— Description of the task —
Transcribe all the data below exactly, leaving its pictures out.

— Extracted entries —
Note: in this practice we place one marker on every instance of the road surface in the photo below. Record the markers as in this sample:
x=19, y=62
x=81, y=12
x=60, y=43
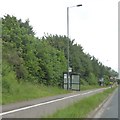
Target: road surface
x=45, y=106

— Task output —
Note: in this practice we place one marker on every instance of the road surface in the photo below. Record the markers as in this sample:
x=19, y=62
x=81, y=12
x=60, y=43
Target: road surface
x=45, y=106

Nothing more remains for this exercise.